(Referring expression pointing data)
________________________________________

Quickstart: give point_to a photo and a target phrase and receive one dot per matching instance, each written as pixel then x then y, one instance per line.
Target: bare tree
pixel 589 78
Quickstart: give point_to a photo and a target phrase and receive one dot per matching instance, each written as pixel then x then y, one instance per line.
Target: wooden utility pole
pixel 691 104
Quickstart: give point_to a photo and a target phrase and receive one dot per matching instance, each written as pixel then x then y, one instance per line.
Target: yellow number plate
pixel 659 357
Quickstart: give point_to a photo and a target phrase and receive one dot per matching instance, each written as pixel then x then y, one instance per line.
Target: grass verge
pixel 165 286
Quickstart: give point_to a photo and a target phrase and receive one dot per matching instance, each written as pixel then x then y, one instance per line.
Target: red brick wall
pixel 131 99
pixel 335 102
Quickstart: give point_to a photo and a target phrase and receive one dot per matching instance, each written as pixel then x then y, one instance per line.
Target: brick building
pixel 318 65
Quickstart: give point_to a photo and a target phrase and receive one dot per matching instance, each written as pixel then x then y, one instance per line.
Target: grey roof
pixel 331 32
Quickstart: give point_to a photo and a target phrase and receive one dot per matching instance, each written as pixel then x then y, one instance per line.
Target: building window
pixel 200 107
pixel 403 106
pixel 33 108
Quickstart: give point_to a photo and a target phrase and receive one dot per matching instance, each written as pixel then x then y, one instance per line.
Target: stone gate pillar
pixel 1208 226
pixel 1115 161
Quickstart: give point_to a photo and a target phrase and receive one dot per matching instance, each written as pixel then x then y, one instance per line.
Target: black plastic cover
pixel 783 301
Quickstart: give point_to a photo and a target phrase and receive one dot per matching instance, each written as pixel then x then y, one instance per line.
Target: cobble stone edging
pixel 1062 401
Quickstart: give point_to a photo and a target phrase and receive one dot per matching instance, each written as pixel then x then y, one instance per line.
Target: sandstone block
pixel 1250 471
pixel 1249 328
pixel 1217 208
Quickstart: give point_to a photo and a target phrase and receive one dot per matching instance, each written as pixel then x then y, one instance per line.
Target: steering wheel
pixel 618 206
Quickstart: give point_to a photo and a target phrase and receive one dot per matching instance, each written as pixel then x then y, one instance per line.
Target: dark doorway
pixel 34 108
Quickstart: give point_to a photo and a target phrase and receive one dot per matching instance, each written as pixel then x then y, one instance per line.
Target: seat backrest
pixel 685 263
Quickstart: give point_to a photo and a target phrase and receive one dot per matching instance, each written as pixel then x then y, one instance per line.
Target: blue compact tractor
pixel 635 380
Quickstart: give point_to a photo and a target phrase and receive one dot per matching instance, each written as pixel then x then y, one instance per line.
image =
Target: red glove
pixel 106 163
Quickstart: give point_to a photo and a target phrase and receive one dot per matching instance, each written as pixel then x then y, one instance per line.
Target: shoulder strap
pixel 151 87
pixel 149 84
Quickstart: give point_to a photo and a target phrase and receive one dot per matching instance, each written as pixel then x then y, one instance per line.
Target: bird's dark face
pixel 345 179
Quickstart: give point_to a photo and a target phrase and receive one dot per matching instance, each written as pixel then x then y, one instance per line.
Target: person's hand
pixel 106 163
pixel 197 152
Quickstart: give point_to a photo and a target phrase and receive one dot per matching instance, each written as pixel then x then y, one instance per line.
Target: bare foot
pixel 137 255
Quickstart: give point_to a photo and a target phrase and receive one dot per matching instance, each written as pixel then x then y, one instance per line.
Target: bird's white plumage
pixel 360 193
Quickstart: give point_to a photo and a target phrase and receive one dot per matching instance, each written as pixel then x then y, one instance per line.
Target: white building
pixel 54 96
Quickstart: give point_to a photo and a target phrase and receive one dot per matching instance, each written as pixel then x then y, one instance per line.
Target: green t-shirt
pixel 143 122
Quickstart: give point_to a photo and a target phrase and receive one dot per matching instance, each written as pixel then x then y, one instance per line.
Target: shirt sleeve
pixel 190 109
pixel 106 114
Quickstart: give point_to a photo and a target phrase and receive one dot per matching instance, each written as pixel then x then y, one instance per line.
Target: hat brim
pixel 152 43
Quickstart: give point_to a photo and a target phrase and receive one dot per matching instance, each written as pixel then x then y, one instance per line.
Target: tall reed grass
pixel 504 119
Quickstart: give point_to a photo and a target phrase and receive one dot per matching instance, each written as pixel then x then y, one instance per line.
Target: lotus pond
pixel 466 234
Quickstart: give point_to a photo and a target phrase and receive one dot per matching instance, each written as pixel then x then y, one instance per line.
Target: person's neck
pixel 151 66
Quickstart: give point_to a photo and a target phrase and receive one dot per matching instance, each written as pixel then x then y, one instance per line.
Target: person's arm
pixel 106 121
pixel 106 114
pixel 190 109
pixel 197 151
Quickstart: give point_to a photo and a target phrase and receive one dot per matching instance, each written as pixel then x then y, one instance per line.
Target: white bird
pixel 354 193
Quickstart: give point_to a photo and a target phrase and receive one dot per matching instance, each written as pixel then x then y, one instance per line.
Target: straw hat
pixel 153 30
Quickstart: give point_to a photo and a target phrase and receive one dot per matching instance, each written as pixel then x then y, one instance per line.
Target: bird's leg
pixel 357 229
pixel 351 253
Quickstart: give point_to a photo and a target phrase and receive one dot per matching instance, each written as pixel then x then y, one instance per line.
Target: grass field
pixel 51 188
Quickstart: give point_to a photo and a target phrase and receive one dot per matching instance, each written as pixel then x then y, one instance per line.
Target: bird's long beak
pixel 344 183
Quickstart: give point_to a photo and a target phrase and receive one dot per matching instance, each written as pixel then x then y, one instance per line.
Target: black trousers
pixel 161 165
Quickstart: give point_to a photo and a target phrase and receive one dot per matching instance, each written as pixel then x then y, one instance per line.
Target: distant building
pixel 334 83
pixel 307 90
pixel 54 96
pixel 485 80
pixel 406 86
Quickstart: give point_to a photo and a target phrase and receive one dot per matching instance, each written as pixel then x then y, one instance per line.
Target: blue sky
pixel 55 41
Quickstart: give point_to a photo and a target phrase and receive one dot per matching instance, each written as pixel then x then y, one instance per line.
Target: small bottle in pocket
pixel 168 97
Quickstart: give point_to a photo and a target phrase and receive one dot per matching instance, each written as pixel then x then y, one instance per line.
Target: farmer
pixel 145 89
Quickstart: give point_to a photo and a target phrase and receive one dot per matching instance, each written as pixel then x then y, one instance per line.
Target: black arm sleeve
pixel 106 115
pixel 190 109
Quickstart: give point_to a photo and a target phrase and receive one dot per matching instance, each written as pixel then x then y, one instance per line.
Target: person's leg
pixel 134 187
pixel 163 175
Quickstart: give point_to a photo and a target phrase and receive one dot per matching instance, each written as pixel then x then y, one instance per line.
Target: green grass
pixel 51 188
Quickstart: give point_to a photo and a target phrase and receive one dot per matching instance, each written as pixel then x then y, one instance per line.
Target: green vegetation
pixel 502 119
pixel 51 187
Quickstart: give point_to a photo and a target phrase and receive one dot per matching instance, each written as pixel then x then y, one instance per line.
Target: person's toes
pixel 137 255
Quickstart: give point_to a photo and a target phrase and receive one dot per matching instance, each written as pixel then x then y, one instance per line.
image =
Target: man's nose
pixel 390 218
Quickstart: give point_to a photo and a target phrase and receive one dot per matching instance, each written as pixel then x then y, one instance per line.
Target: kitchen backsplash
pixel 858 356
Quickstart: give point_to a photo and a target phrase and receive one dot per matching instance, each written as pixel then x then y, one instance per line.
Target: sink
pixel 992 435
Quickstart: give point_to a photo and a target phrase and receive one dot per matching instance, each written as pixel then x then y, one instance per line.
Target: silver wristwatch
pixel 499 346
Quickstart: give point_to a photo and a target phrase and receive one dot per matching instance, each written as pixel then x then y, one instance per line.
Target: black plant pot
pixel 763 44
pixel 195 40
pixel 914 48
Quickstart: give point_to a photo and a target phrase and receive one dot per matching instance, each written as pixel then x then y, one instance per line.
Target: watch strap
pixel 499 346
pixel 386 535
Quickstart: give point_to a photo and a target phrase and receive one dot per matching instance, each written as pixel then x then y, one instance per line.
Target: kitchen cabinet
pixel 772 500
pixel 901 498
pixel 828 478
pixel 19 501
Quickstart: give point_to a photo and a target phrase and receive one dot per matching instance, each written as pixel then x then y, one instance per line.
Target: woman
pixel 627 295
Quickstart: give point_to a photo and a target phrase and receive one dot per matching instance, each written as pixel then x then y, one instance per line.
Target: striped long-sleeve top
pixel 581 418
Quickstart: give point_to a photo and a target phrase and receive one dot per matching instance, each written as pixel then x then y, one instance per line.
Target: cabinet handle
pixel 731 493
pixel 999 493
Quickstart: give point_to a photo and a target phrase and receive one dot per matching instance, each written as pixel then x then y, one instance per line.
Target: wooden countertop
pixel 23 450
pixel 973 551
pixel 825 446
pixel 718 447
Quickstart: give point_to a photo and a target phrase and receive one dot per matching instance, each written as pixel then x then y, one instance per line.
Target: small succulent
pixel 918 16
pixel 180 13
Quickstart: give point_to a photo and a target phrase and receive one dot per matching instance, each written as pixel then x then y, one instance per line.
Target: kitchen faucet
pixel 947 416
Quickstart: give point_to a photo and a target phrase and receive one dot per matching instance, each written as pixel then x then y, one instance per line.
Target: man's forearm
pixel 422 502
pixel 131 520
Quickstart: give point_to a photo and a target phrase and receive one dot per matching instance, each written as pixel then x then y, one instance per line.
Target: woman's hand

________________________________________

- _Exercise prompt_
In the entries above, copy the lines from the one that contains "Target: small succulent" through the last line, exactly as they appear.

- _Output of the exercise_
Target: small succulent
pixel 918 16
pixel 180 13
Quickstart: give point_to a photo and a target phrase and receive one dot per matching instance, each written as pixel then x then y, one instance per line.
Target: kitchen faucet
pixel 947 416
Quickstart: give point_to a photo and a target phrase and receive one dot per matching instance, each written as pixel then x then y, one instance per line.
Target: man's forearm
pixel 422 502
pixel 131 520
Quickstart: give point_to a photo and a target phrase and receive one dot per matching instance, each written as pixel then x then y, one instance per line.
Target: woman's hand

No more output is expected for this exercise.